After the conditional appearance was filed, the defendant filed a chamber summons, as required by O 12 r 6(2) of the Rules of the Supreme Court 1971 (WA), to have the question raised by the conditional appearance decided. That chamber summons originally sought an order that the proceedings be dismissed or, alternatively, that they be stayed.
On 15 August 2018, the chamber summons was amended to seek a further order, namely that the service of the writ of summons be set aside.
There is no contest that the issue as to the validity of service pursuant to the Service and Execution of Process Act 1992 (Cth) (SEPA) was not a matter raised by the conditional appearance but, rather, became apparent to the defendant after it had filed its original chamber summons.
The plaintiffs do not take issue with the fact that the conditional appearance was, in its terms, confined to the preconditions to the contract. They accept that the conditional appearance may be treated as a conditional appearance for all purposes and, accordingly, provides no impediment to the defendant raising the issue of service that it now raises. The defendant no longer pursues its challenge to the proceedings based upon the alleged non-compliance with the dispute resolution clause. The defendant's application is therefore confined to the issue of service.
I turn then to the question of service.
Service under SEPA and SEPR 1993
In the present case, as the defendant's registered office was in Melbourne, the proceeding having been issued out of this court, the provisions of SEPA apply. Order 10 r 1A of the Rules of the Supreme Court 1971 (WA) directs attention to SEPA for the purposes of service in another state and, in any event, SEPA expresses in its own terms that it is a code in relation to the matters to which it applies.
Section 8(4) of SEPA provides that:
Subject to this Act, this Act applies to the exclusion of a law of a State (the relevant State) with respect to:
(a)the service or execution in another State of process of the relevant State that is process to which this Act applies …
Accordingly, it is necessary to go to the requirements of SEPA rather than anything contained in the Rules of the Supreme Court.
The provisions of SEPA that are relevant for the purposes of this application are s 9 and s 13 - s 16.
In relation to service on companies, s 9(1) provides that:
Service of a process, order or document under this Act on a company is to be effected by leaving it at, or sending it by post to, the company's registered office.

Object location annotation data
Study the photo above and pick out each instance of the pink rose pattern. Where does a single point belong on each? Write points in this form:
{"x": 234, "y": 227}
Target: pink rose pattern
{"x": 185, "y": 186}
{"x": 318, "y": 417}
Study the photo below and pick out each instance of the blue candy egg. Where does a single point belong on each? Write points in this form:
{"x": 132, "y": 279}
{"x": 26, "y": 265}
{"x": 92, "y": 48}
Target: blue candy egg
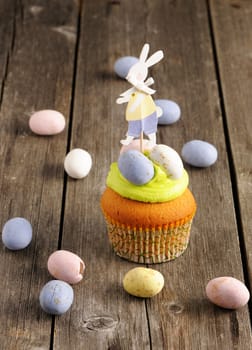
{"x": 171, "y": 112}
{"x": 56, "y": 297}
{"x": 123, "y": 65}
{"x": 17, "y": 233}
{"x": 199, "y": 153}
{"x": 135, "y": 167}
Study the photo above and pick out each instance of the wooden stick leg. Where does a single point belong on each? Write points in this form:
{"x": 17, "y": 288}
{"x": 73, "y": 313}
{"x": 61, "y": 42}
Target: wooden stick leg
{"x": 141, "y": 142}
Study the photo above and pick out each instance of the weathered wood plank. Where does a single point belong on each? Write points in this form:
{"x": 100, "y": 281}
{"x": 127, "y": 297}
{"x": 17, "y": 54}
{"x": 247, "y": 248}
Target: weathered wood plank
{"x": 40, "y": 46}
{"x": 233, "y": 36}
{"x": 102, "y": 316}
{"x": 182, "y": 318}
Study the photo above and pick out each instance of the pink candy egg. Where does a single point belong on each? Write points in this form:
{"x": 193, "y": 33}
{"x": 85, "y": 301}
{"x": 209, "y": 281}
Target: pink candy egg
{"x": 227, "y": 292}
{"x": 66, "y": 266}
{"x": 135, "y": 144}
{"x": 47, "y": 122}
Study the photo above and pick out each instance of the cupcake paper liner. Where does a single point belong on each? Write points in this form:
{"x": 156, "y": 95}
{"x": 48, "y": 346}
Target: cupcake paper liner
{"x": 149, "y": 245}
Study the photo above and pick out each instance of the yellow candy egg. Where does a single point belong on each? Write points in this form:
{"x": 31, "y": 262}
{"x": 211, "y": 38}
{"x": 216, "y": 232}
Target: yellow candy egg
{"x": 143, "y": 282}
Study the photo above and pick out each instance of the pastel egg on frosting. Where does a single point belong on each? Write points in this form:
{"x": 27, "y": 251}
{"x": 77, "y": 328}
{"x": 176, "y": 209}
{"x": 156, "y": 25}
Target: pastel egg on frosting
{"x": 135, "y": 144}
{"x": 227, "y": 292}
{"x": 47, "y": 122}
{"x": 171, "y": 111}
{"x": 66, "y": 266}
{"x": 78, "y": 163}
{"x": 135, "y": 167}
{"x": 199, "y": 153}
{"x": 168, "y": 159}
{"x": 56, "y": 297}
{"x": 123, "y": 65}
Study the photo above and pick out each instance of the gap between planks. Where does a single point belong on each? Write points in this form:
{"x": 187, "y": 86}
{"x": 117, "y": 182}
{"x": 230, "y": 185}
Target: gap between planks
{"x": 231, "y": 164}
* * *
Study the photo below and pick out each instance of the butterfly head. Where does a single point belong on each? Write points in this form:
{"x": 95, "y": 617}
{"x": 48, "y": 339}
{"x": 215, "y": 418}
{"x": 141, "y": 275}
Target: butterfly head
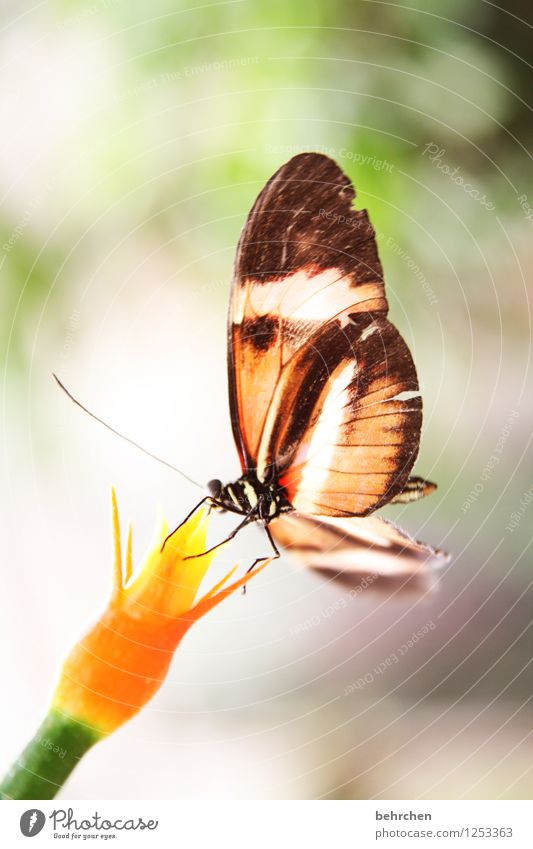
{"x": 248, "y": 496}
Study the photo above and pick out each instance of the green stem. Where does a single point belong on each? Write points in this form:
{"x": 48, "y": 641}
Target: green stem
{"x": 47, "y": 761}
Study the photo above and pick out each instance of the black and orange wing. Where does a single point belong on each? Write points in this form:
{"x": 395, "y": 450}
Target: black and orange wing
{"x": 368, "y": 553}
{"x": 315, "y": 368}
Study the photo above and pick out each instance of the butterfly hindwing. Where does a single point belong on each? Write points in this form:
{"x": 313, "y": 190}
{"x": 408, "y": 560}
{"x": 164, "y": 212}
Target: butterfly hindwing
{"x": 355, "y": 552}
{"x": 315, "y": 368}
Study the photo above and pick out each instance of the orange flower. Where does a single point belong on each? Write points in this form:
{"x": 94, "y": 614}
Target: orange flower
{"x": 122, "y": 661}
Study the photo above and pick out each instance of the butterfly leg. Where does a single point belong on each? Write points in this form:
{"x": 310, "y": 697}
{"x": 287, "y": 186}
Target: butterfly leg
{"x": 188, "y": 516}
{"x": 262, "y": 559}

Problems to solve
• A. From the passage on service under SEPA, list every order that the defendant's chamber summons sought, including the one added by amendment.
• B. Carry on the passage on service under SEPA from its final sentence onward.

Answers for the exercise
• A.
- That the proceedings be dismissed
- Alternatively, that the proceedings be stayed
- That the service of the writ of summons be set aside

• B.
In relation to an initiating process, such as a writ of summons, Part 2, Division 1 of SEPA applies. Section 13 provides that that Division applies to civil proceedings in a court.
Section 15(1) provides that:
An initiating process issued in a State may be served in another State.
Section 15(3) provides that:
Service on a company or on a registered body must be effected in accordance with section 9.
The critical provision in the present case is s 16, which provides, under the heading 'Information to be provided':
Service is effective only if copies of such notices as are prescribed are attached to the process, or the copy of the process, served.
The relevant prescribed notices at the time of the service in the present case are those set out in Regulation 4 of SEPR 1993. Regulation 4(1)(a) provides that the prescribed notice for the purposes of s 16 is a notice in the form of Form 1.
The Issue in this Application
I will turn to the detail of Form 1 a little later but note that it is a form applying in relation to all initiating processes, which makes provision for certain information to be inserted in the document or to be otherwise amended as the circumstances require.
There is no dispute that the failure to comply with s 16 of SEPA would render ineffective service of the initiating process in the present case. In that regard, I need refer only to Timbercorp Finance Pty Ltd (In Liq) v Allan.[2]
[2] Timbercorp Finance Pty Ltd (In Liq) v Allan (2016) 312 FLR 259.
The question in the present case is whether s 16 was complied with.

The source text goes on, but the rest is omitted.